Task brief =
Continue the genome assembly report, starting right after its final sentence.

Text passage =

Genome Assembly Results
A. Trials
Sequences from Helicorthomorpha_holstii_genomic.fna were used to test the DBG assembler. To examine the effect of k-mer optimization, both our modified DBG and previous DBG from Data Analytics Practice Opportunity 2021/22 were applied. Two sequences in FASTA format SczTNLB_3789 (1735 bp) [Sequence A] and SczTNLB_2600 (1066 bp) [Sequence B] were chosen to perform DBG.
1. Without k-mer optimization
Four k-mer sizes (10, 15, 20 and 31) were manually selected and tested. From the results, using k-mer = 15 generated the shortest contig for both cases. All the four k-mers could not produce the best contigs. The contig should have the similar length with the original sequence with only end-to-end overlapping. Manual k-mer application for high-quality genome assembly is time-consuming.
Modified DBG assembler
The contig with k-mer = 31 gave the best result among the k-mers used. From Fig. 1, we could clearly see that half of the original sequence predicted (combination of both sequence A and B) was completely shown in the result.
Fig. 1 Modified DBG on Sequence A and B without k-mer optimization
Previous DBG assembler
Using k-mer = 10, 20 or 31 generated the same result with 100% identity. From Fig. 2, the contig was in the same length (around 1200 bp) and all the nucleotides were the same.
Fig. 2 Previous DBG on Sequence A and B without k-mer optimization
2. With k-mer optimization
K-mer optimization was automatically done with DBG performed afterwards. Only one single Python script was involved.
Modified DBG assembler
K-mer size ranging from 2 to 100 was examined. According to the results shown, the best k-mer was 30. Comparing the contigs from k-mer = 20, 25, 30 and 40, the k-mer 30 did produce the longest sequence (Fig. 3). From a rough estimation, the optimal contig was the same as the sequence that we predicted.

Data supplied =
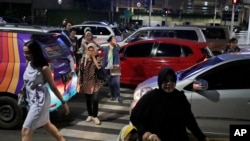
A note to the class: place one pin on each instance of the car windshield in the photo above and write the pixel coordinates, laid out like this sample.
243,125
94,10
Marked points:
116,31
214,33
198,67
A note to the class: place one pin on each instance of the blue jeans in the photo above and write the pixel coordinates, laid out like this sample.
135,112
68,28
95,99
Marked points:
114,85
92,104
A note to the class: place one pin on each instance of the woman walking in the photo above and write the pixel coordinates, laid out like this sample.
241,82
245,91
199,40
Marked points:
36,75
89,84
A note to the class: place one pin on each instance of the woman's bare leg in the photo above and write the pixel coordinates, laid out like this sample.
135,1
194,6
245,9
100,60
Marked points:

Answer =
Fig. 3 Modified DBG on Sequence A and B with k-mer optimization
Fig. 4 DBG of the contig produced from k-mer = 30
To compare the results in a base-to-base format, a sequence alignment was performed. It gave 100% consensus for all the bases, indicating the contig produced from optimal k-mer 30 perfectly matches the sequence we predicted (Fig. 5).
Fig. 5 Comparisons between the expected sequence and the contig from k-mer = 30 in a base-to-base format
B. Application
Data T_c_1000.fasta generated from random sampling was applied for the following cases. Different factors were compared to examine whether clustering facilitated high-quality genome assembly.
1. Without clustering + modified DBG
The best k-mer was 25 and the longest contig (result) produced was in the length of 729 bp. Due to random sampling, a one whole contig could not be generated. They were too discrete that the overlapping regions were limited. The time taken to perform DBG was 586.5 seconds.
2. Without clustering + previous DBG
k-mer = 25 was applied on the previous DBG assembler. The result was 634 bp long. The time taken was 27.7 seconds.
3. With Clustering + modified DBG
All the contigs from different clusters were used to run DBG again. The best k-mer was 11, producing the longest contig with 865 bp. The first DBG (using CD-HIT results) took 58.2 seconds while the second DBG (using contigs from the first DBG clustering) took 297.5 seconds.